Problem statement
Once the line containing "wine bottle in rack -> point" is found, copy it and each subsequent line exactly. Stop at the end of the records below.

Referring expression pointing data:

┄┄┄┄┄┄

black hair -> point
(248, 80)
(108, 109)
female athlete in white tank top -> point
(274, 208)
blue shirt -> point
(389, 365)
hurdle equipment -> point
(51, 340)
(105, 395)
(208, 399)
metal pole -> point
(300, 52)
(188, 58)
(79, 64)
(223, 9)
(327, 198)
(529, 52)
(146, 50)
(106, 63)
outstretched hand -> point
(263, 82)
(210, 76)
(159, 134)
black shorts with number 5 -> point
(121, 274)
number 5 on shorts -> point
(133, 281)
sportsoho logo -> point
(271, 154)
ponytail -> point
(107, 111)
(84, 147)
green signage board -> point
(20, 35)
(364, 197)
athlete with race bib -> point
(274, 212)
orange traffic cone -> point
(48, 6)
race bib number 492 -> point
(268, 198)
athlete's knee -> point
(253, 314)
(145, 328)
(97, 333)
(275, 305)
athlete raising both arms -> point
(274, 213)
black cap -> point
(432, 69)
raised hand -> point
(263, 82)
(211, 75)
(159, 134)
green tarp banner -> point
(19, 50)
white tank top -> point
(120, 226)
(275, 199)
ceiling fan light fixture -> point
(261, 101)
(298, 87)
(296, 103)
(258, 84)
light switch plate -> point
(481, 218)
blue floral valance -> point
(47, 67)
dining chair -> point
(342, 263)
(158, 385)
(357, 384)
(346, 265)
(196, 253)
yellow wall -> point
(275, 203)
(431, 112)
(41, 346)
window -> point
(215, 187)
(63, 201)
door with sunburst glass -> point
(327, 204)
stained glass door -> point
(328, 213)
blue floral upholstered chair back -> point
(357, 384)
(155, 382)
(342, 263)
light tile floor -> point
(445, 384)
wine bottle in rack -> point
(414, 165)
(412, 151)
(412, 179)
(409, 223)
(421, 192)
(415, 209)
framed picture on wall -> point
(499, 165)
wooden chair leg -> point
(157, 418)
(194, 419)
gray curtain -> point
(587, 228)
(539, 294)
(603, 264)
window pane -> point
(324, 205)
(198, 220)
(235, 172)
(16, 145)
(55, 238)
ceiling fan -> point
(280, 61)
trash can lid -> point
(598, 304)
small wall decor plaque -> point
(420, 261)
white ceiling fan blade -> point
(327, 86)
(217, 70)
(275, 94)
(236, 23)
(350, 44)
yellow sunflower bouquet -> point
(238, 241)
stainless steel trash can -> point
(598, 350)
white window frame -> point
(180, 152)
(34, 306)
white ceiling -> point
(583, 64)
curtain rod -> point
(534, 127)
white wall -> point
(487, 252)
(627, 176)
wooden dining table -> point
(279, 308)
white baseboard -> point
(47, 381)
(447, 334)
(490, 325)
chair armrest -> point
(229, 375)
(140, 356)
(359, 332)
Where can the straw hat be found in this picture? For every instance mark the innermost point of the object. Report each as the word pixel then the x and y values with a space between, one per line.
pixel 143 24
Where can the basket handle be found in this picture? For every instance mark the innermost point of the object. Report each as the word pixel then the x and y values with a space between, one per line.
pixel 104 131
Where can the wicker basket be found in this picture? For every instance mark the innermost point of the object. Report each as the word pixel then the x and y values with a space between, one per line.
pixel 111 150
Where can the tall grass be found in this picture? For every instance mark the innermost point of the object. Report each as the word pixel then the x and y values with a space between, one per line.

┄┄┄┄┄┄

Exercise result
wine bottle in rack -> point
(414, 165)
(412, 151)
(412, 179)
(409, 223)
(421, 192)
(415, 209)
framed picture on wall -> point
(499, 165)
wooden chair leg -> point
(157, 418)
(194, 419)
gray curtain -> point
(587, 228)
(539, 294)
(603, 264)
window pane -> point
(324, 205)
(198, 220)
(235, 172)
(16, 145)
(55, 238)
ceiling fan -> point
(280, 61)
trash can lid -> point
(598, 304)
small wall decor plaque -> point
(420, 261)
white ceiling fan blade -> point
(327, 86)
(217, 70)
(275, 94)
(236, 23)
(350, 44)
yellow sunflower bouquet -> point
(238, 241)
stainless steel trash can -> point
(598, 350)
white window frame -> point
(180, 152)
(34, 306)
white ceiling -> point
(583, 64)
curtain rod -> point
(534, 127)
white wall -> point
(487, 252)
(627, 176)
wooden dining table -> point
(279, 308)
white baseboard -> point
(47, 381)
(447, 334)
(490, 325)
chair armrest -> point
(229, 375)
(140, 356)
(359, 332)
Where can the straw hat be found in this picture? For every instance mark the innermost point of the object. Report each as the word pixel then the x and y values with a space between, one per line.
pixel 143 24
Where can the basket handle be found in this picture? For every instance mark the innermost point of the object. Report each as the word pixel then the x and y values with a space between, one per line.
pixel 104 131
Where can the wicker basket be found in this picture? For every instance mark the innermost point of the object. Report each as the word pixel then the x and y values with a space between, one per line.
pixel 111 150
Where can the tall grass be found in this picture? For every instance mark the innermost point of the object. Report each as the word pixel then the x and y values with a space between, one per line.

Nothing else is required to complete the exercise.